Fragmento de origen:

Y ahora, la payasita, tendría que pintarse de nuevo para llevarle algo de esperanza a su papá en las distintas cárceles por las que estuvo preso, como ser “en Bahía, en Roca, en la Pampa, en Zapala, en Neuquén (…) La primera vez que fui a ver verlo me desmayé”. A don Marcelino, el baqueano, le imputan “varios secuestros agravados y un homicidio”, y hasta lo acusan de poder estar en dos lados al mismo tiempo, ya que le endilgan dos delitos ocurridos en dos lugares distanciados por casi 1400 kilómetros. Para la Justicia argentina, los “genocidas” podían viajar a la velocidad del sonido, parece…
La desoladora historia de Juana Muñoz: «El dolor cala los huesos»
Preventiva
Tras cinco años de prisión preventiva (el máximo legal es de dos), Marcelino Casanovas desarrolló múltiples afecciones que de ningún modo cuentan con la atención clínica correspondiente, por lo que sus días se hallan sinceramente contados. Pasada la última Navidad, incluso, fue notificado de que sus bienes, los que pocos que tiene, habían sido embargados. “Le arruinaron la vida a él y a toda la familia, estamos todos presos”, señalaría Juana tras ilustrar la odisea de seis horas de viaje por la que tiene que pasar cada vez que va a ver a su papá. “Entre el hospital, la cárcel y el trabajo… así transcurrió mi vida. Llevo siete años de no vivir la vida”.
Desesperada por esta situación, Juana escribió una carta (también consignada en DAVIDREY.com.ar) que logró llevar su historia a todo el país. Allí pide ser escuchada, que la ayuden; busca “seres humanos”, aunque quizás como lo hacía Diógenes, con un candil bajo el sol del mediodía. ¿Cuánto hace que estas historias, como la de ella y su papá, ocurren a lo largo y a lo ancho de nuestro país, sin que nadie haga algo al respecto? ¿Cuánto más tiene que doler una injusticia?
Juana, la payasita, por su parte, insiste a su papá con la importancia de hacer terapia psicológica, cosa de que pueda encontrar el consuelo que ya ni los rezos le proveen. Le dice, para convencerlo, tan enferma de amor como desesperada por el desamor que la rodea: “Un psicólogo es una persona que estudió para que vos le largues toda la mierda”.

Datos de anclaje de objetos en lenguaje natural:
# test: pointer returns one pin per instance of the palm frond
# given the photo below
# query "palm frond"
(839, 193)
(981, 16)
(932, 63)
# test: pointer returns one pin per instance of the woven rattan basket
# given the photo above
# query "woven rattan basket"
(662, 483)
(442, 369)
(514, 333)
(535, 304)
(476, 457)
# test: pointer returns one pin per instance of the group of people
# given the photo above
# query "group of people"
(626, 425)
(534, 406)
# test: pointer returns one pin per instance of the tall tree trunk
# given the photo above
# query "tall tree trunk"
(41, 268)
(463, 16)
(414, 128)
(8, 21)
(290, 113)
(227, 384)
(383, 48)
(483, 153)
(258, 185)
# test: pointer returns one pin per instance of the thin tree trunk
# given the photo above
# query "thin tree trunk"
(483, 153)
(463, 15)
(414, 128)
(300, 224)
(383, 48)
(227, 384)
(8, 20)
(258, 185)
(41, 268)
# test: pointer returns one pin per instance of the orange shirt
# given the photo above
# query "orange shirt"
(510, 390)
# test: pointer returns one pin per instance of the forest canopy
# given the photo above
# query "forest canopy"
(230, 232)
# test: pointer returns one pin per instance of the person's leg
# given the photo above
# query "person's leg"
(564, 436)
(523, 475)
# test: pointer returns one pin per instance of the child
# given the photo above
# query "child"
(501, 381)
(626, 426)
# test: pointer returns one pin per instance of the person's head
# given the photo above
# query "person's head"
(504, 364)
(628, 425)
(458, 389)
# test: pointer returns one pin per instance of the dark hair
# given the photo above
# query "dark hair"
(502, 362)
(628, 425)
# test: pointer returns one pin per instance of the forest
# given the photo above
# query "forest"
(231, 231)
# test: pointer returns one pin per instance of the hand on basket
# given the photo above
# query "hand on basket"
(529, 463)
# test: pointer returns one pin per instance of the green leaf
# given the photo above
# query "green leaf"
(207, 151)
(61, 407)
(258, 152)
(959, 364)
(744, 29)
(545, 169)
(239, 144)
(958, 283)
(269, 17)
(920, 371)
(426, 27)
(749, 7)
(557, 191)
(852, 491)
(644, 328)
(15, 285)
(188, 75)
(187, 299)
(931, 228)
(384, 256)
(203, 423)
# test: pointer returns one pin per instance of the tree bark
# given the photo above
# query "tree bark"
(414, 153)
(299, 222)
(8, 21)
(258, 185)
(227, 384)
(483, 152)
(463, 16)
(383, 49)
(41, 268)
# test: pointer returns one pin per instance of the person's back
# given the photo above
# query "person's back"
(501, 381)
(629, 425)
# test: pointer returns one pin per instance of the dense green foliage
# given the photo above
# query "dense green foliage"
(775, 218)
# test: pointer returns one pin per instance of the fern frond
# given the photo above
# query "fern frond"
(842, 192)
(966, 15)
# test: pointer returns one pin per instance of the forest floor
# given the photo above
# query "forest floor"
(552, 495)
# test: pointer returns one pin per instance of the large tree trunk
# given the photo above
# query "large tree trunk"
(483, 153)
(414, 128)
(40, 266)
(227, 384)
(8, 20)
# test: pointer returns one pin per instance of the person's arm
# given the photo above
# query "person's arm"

Partes del ejercicio:
**1.** Según el fragmento sobre Juana Muñoz, ¿para qué insiste ella en que su papá haga terapia psicológica? Responde en una a tres oraciones.
**2.** Reproduce literalmente, del fragmento sobre Juana Muñoz, todo el pasaje que va desde "Desesperada por esta" hasta "doler una injusticia?".
Los registros no guardan relación con el texto.

Soluciones por tarea:
**1.** Juana insiste en la terapia para que su papá pueda encontrar el consuelo que ya ni los rezos le dan.

**2.**
Desesperada por esta situación, Juana escribió una carta (también consignada en DAVIDREY.com.ar) que logró llevar su historia a todo el país. Allí pide ser escuchada, que la ayuden; busca “seres humanos”, aunque quizás como lo hacía Diógenes, con un candil bajo el sol del mediodía. ¿Cuánto hace que estas historias, como la de ella y su papá, ocurren a lo largo y a lo ancho de nuestro país, sin que nadie haga algo al respecto? ¿Cuánto más tiene que doler una injusticia?